§ Work request
Check each line of the records below for the word "muzzle" and copy those where it appears.

Data records
______

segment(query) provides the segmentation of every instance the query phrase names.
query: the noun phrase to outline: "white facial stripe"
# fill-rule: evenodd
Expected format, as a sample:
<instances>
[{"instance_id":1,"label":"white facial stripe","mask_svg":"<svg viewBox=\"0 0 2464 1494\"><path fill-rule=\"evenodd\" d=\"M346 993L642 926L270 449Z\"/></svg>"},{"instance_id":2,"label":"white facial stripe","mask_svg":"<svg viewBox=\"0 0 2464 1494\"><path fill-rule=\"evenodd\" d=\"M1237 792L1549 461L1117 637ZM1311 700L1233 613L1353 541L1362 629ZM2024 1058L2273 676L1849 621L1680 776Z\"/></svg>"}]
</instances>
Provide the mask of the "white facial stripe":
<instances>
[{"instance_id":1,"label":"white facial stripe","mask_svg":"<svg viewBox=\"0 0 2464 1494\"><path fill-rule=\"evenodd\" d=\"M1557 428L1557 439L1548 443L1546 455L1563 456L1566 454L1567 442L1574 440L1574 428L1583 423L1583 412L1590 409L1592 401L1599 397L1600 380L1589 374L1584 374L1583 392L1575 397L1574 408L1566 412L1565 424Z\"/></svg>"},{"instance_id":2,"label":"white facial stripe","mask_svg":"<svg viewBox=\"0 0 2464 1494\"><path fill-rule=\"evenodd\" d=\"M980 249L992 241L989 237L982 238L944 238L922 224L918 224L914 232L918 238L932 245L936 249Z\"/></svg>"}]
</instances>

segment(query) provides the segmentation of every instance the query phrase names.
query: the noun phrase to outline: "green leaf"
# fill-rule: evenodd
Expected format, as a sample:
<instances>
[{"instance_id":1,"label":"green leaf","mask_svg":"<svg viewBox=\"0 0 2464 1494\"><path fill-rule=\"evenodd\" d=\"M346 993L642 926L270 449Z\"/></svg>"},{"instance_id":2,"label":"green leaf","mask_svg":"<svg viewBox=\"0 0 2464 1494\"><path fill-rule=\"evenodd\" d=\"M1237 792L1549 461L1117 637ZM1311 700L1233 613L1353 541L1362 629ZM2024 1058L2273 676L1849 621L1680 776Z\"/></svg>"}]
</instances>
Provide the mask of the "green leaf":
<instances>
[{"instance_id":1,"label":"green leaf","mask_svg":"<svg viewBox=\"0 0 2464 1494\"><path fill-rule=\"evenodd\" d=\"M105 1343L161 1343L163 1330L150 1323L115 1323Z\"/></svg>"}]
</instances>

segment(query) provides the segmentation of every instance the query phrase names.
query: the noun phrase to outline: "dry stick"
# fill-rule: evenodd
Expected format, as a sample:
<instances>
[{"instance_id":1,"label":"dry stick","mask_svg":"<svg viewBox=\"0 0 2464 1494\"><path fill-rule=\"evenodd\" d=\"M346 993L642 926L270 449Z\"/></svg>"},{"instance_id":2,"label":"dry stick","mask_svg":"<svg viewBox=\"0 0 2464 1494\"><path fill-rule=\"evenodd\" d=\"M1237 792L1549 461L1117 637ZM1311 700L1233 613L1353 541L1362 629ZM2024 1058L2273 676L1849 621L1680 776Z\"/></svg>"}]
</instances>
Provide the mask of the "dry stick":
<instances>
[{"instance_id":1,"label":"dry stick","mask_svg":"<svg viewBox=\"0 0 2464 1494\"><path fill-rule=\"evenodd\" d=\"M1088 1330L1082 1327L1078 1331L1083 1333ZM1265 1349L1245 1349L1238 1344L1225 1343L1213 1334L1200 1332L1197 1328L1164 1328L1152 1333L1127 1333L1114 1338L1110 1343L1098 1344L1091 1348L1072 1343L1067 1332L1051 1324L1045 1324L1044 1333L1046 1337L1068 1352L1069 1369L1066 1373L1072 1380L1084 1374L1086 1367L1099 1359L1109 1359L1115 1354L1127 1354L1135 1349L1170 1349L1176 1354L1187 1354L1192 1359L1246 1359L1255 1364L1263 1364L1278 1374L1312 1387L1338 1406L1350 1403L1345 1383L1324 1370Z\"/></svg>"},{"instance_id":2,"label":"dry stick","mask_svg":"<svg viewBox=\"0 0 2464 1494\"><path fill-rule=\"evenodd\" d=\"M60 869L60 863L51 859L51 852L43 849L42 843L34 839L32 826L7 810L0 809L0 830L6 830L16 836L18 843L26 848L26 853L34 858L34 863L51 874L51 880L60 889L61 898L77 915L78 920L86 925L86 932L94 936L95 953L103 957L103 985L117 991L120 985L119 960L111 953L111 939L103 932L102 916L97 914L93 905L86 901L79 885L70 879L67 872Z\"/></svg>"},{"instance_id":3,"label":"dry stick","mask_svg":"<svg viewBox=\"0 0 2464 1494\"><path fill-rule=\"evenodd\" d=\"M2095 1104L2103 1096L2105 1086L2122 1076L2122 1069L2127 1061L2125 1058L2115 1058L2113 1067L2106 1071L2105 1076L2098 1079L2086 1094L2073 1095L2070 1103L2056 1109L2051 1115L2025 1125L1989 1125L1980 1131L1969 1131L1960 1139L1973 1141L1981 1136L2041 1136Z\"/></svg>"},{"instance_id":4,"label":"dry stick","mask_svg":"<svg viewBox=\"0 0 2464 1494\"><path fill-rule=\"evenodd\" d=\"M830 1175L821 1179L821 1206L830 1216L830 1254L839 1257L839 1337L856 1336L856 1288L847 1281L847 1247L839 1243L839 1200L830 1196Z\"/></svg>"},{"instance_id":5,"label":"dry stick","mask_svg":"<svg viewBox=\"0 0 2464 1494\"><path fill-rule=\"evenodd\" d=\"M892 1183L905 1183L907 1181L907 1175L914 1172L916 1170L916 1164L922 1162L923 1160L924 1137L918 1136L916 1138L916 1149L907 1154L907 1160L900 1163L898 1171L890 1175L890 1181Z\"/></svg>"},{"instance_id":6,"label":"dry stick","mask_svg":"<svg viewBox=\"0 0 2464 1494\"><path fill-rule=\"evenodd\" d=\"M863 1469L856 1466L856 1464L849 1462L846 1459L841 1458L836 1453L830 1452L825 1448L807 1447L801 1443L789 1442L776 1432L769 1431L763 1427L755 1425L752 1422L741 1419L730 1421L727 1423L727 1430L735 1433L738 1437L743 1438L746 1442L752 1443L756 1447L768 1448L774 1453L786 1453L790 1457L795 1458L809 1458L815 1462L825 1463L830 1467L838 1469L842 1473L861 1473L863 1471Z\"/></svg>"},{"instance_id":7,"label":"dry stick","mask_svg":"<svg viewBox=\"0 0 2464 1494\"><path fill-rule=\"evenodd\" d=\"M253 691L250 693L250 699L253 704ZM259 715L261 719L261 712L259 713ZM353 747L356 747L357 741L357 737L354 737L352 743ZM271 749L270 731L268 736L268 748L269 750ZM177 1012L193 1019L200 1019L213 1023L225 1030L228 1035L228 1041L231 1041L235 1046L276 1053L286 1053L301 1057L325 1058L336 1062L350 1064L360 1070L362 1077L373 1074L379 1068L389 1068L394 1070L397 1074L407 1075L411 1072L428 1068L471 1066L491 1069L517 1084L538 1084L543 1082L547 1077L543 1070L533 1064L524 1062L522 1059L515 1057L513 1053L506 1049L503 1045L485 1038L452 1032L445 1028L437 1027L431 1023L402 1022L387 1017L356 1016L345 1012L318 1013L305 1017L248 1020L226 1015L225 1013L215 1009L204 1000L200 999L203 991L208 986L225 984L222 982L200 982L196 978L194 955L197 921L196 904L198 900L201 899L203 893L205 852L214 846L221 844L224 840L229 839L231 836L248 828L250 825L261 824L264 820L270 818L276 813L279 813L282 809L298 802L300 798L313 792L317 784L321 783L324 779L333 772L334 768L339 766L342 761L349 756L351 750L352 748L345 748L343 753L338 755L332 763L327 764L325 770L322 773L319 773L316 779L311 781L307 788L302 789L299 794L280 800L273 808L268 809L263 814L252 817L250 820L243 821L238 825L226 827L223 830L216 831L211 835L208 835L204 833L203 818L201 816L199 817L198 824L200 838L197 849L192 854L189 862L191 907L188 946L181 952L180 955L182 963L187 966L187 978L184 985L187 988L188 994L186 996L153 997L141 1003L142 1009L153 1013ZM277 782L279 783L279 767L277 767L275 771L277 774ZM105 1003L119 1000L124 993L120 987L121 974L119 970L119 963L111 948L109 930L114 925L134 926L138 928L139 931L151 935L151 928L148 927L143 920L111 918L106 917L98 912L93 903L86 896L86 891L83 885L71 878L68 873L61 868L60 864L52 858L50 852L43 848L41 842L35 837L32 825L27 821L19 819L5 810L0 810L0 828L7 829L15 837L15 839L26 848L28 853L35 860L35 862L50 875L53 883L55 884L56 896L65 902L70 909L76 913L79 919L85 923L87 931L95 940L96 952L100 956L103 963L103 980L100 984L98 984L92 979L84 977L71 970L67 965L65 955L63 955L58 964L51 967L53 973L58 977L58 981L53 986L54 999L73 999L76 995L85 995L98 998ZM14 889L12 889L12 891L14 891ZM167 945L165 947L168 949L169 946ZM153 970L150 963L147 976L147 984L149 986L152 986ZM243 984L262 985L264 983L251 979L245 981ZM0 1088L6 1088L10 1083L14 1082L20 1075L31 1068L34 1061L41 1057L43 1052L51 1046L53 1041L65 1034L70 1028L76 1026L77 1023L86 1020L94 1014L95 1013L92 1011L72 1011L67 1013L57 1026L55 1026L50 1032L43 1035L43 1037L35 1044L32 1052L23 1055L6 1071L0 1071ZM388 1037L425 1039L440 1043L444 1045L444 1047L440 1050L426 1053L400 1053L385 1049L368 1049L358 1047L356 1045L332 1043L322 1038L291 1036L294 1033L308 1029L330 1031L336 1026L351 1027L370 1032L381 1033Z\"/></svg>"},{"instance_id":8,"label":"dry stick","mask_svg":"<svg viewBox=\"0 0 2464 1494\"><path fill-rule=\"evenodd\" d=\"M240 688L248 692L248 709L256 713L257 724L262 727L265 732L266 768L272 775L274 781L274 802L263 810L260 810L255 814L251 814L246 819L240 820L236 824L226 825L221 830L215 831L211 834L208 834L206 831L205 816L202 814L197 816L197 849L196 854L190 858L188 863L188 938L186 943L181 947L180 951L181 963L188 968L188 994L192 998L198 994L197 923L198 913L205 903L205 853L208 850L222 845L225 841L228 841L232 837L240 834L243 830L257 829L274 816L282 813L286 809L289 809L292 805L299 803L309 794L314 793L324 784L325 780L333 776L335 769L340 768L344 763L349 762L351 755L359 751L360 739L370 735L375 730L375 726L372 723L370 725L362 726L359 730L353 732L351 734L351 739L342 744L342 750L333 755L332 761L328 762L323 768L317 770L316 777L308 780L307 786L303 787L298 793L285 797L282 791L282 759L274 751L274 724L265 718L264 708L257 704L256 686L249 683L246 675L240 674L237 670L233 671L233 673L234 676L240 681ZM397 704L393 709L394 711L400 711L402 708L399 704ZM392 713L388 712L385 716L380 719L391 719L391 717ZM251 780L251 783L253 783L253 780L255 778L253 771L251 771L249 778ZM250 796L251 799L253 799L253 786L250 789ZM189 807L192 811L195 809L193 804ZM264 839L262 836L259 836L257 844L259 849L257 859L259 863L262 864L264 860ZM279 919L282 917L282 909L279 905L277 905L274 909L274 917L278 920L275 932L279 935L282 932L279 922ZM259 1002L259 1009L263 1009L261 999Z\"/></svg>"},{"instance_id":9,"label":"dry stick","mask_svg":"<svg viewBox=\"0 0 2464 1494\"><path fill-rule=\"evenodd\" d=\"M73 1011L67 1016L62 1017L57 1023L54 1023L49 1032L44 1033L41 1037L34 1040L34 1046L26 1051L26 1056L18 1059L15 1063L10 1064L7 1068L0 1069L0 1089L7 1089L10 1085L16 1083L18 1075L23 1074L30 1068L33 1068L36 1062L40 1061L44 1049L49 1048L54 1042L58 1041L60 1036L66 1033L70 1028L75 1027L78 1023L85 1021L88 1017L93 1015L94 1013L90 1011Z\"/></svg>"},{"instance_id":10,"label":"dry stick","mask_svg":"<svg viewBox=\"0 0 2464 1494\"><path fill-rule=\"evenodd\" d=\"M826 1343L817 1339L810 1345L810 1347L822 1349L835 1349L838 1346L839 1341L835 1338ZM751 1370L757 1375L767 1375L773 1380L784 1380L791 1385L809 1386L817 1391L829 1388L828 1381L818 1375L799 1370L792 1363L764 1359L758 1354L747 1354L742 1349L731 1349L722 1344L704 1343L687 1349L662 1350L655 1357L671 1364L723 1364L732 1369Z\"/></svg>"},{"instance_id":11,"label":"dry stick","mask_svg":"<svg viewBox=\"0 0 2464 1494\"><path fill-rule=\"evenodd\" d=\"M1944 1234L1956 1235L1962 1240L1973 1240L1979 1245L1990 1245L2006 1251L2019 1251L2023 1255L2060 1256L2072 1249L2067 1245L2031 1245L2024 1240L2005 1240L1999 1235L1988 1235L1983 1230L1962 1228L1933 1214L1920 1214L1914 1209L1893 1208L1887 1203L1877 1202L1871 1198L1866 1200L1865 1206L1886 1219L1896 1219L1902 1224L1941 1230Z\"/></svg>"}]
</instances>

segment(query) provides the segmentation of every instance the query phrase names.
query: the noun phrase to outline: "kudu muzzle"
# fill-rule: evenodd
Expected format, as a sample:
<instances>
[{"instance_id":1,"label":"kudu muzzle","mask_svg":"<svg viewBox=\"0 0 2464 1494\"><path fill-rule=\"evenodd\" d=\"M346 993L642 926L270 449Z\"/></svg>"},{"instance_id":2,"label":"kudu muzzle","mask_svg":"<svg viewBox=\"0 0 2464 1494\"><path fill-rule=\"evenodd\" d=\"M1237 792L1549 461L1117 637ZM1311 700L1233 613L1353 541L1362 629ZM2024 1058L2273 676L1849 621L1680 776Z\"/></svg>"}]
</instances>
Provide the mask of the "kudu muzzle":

______

§ Solution
query: the noun phrase to outline: "kudu muzzle"
[{"instance_id":1,"label":"kudu muzzle","mask_svg":"<svg viewBox=\"0 0 2464 1494\"><path fill-rule=\"evenodd\" d=\"M346 993L642 926L270 449Z\"/></svg>"},{"instance_id":2,"label":"kudu muzzle","mask_svg":"<svg viewBox=\"0 0 2464 1494\"><path fill-rule=\"evenodd\" d=\"M1237 792L1549 461L1117 637ZM1311 700L1233 613L1353 541L1362 629ZM2024 1058L2273 676L1849 621L1680 776Z\"/></svg>"}]
Provide the mask of the "kudu muzzle":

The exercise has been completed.